• **Job**
Transcribe the notebook essay from "I've always had" down to "outweigh its delights.", including both ends.

• **Document excerpt**
########

The Magic of a Tiny Notebook
The Magic of Tiny Notebook
I have a new notebook. It is tiny.
And it's the best thing that has happened to my writing ever.
Let me back up a little, though.
I've always had trouble writing... anything. I love doing it, almost as much as drawing, but for whatever reason the words in my head simply refuse to come out. Short stories, poems, roleplaying, papers for school: all of it was a horrid slog to get something passable down for the dA group event or RP thread or school assignment I was doing, let alone get close to whatever word count I had to hit, and I've mostly avoided writing for pleasure because of it. (Unless, of course, an idea gripped me so hard that I wrote a full fic for it in a feverish haze at 4 o'clock in the morning.) Fan fics, original stories, and abandoned replies alike languish in the depths of flash drives and backups, never to see the light of day because the despairs of writing started to greatly outweigh its delights.

########

• **Data**
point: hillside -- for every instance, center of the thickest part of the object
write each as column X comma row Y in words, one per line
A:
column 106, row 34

########

• **Solution to this problem**
I've always had trouble writing... anything. I love doing it, almost as much as drawing, but for whatever reason the words in my head simply refuse to come out. Short stories, poems, roleplaying, papers for school: all of it was a horrid slog to get something passable down for the dA group event or RP thread or school assignment I was doing, let alone get close to whatever word count I had to hit, and I've mostly avoided writing for pleasure because of it. (Unless, of course, an idea gripped me so hard that I wrote a full fic for it in a feverish haze at 4 o'clock in the morning.) Fan fics, original stories, and abandoned replies alike languish in the depths of flash drives and backups, never to see the light of day because the despairs of writing started to greatly outweigh its delights.